=== TO DO ===
Write down each entry again, exactly as it reads.

Labeled contour entries
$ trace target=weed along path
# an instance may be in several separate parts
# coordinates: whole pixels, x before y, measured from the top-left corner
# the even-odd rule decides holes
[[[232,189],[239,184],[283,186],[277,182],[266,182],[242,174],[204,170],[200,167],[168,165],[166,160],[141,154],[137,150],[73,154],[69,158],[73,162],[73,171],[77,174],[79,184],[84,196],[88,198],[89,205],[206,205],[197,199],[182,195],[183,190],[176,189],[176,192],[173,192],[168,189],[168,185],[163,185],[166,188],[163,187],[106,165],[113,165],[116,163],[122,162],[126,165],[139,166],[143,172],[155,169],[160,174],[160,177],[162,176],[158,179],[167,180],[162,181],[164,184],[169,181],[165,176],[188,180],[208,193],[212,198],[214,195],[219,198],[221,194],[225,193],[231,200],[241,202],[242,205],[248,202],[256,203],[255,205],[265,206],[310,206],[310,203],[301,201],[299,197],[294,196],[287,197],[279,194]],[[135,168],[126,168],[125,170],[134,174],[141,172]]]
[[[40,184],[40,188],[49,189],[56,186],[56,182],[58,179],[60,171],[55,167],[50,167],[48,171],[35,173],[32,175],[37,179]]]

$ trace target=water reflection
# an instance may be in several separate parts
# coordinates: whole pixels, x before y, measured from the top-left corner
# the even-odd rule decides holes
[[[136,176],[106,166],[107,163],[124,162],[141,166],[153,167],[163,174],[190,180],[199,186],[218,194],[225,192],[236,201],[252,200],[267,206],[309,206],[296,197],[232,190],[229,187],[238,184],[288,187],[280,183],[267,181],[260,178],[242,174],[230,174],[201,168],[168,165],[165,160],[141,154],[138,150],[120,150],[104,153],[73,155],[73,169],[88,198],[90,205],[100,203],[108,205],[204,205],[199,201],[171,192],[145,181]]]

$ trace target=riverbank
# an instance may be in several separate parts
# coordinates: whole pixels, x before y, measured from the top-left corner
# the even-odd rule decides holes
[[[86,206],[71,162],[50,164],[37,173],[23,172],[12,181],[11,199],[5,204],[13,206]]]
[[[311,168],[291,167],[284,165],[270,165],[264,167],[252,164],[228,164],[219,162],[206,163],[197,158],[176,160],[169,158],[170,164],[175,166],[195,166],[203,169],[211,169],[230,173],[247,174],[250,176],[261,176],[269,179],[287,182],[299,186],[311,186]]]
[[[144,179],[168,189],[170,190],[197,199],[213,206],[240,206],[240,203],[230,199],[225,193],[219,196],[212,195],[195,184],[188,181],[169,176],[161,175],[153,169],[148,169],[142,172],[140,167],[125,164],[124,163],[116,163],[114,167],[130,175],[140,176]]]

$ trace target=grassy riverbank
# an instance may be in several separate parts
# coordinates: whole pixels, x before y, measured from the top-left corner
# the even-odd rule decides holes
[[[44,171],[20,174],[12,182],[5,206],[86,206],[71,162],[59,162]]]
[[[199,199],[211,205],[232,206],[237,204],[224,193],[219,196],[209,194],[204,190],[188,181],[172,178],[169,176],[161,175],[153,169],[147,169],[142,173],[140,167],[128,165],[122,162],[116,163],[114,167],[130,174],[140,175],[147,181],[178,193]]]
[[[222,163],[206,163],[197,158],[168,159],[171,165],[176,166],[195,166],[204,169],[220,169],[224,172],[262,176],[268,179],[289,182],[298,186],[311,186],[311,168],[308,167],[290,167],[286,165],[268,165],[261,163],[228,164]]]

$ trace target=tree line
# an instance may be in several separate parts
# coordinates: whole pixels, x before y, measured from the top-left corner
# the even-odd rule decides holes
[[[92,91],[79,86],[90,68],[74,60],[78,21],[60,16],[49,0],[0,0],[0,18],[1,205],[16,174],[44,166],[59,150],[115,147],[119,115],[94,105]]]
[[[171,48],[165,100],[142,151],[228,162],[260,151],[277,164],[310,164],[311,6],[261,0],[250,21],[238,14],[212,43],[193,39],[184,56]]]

=== RESULT FOR THIS TASK ===
$ trace target=weed along path
# an instance may be in several separate parts
# coordinates: whole pixels, x before y, measured from the top-left corner
# the even-odd rule decides holes
[[[232,189],[239,184],[283,186],[277,182],[266,182],[242,174],[204,170],[200,167],[168,165],[166,160],[141,154],[137,150],[73,154],[69,158],[73,162],[73,171],[77,174],[79,184],[84,196],[88,198],[89,205],[206,205],[197,199],[182,195],[183,190],[176,189],[176,192],[173,192],[168,189],[168,185],[163,185],[166,188],[163,187],[106,165],[113,165],[116,163],[122,162],[126,165],[139,166],[143,172],[155,169],[160,174],[160,177],[162,176],[158,179],[167,180],[162,181],[164,184],[169,181],[165,176],[188,180],[208,193],[212,198],[214,195],[219,198],[221,194],[225,193],[231,200],[241,202],[242,205],[248,202],[256,203],[255,205],[265,206],[310,206],[310,203],[301,201],[299,197],[294,196],[287,197],[279,194]],[[135,168],[126,168],[125,170],[134,174],[141,172]]]
[[[40,184],[40,188],[49,189],[56,186],[56,182],[58,179],[60,171],[55,167],[50,167],[48,171],[35,173],[32,175],[37,179]]]

$ trace target=water reflection
# an instance may be in several separate parts
# coordinates: whole pixels, x before y, measured from the top-left corner
# the even-odd rule decides holes
[[[136,176],[106,166],[107,163],[124,162],[141,166],[153,167],[163,174],[190,180],[199,186],[218,194],[225,192],[236,201],[252,200],[267,206],[309,206],[296,197],[232,190],[229,187],[238,184],[288,187],[280,183],[267,181],[260,178],[242,174],[230,174],[201,168],[168,165],[165,160],[141,154],[138,150],[120,150],[104,153],[73,155],[73,169],[88,198],[90,205],[100,203],[108,205],[204,205],[199,201],[171,192],[145,181]]]

$ trace target=riverbank
# an instance may be in several separate parts
# coordinates: whole pixels, x before y, measured from the top-left corner
# the even-odd rule decides holes
[[[86,206],[71,162],[50,164],[37,173],[23,172],[12,181],[11,199],[5,204],[13,206]]]
[[[311,168],[291,167],[284,165],[270,165],[264,167],[252,164],[228,164],[219,162],[206,163],[197,158],[176,160],[169,158],[170,164],[175,166],[195,166],[203,169],[211,169],[230,173],[247,174],[250,176],[261,176],[269,179],[287,182],[299,186],[311,186]]]
[[[144,179],[168,189],[170,190],[197,199],[213,206],[240,206],[240,203],[230,199],[225,193],[219,196],[212,195],[195,184],[188,181],[169,176],[161,175],[153,169],[148,169],[142,172],[140,167],[125,164],[124,163],[116,163],[114,167],[130,175],[140,176]]]

$ trace target=grassy riverbank
# an instance may be in several separate parts
# coordinates: whole pixels, x before y, measured from the top-left corner
# the even-odd rule decides holes
[[[44,171],[20,174],[12,182],[5,206],[86,206],[71,162],[59,162]]]
[[[199,199],[211,205],[232,206],[237,204],[224,193],[219,196],[209,194],[204,190],[188,181],[172,178],[169,176],[161,175],[153,169],[147,169],[142,173],[140,167],[128,165],[122,162],[116,163],[114,167],[130,174],[140,175],[147,181],[178,193]]]
[[[222,163],[206,163],[197,158],[168,159],[171,165],[176,166],[195,166],[204,169],[220,169],[224,172],[262,176],[268,179],[289,182],[298,186],[311,186],[311,168],[308,167],[290,167],[286,165],[268,165],[261,163],[228,164]]]

$ trace target=tree line
# an instance may be in several separate parts
# coordinates: whole pixels, x before y, measured from the top-left corner
# the even-odd rule decides holes
[[[92,91],[79,86],[90,68],[74,60],[78,21],[60,16],[49,0],[0,0],[0,18],[1,205],[16,174],[44,166],[59,150],[115,147],[119,115],[94,105]]]
[[[171,48],[165,100],[142,151],[228,162],[260,151],[277,164],[310,164],[311,6],[261,0],[250,21],[238,14],[212,43],[193,39],[184,56]]]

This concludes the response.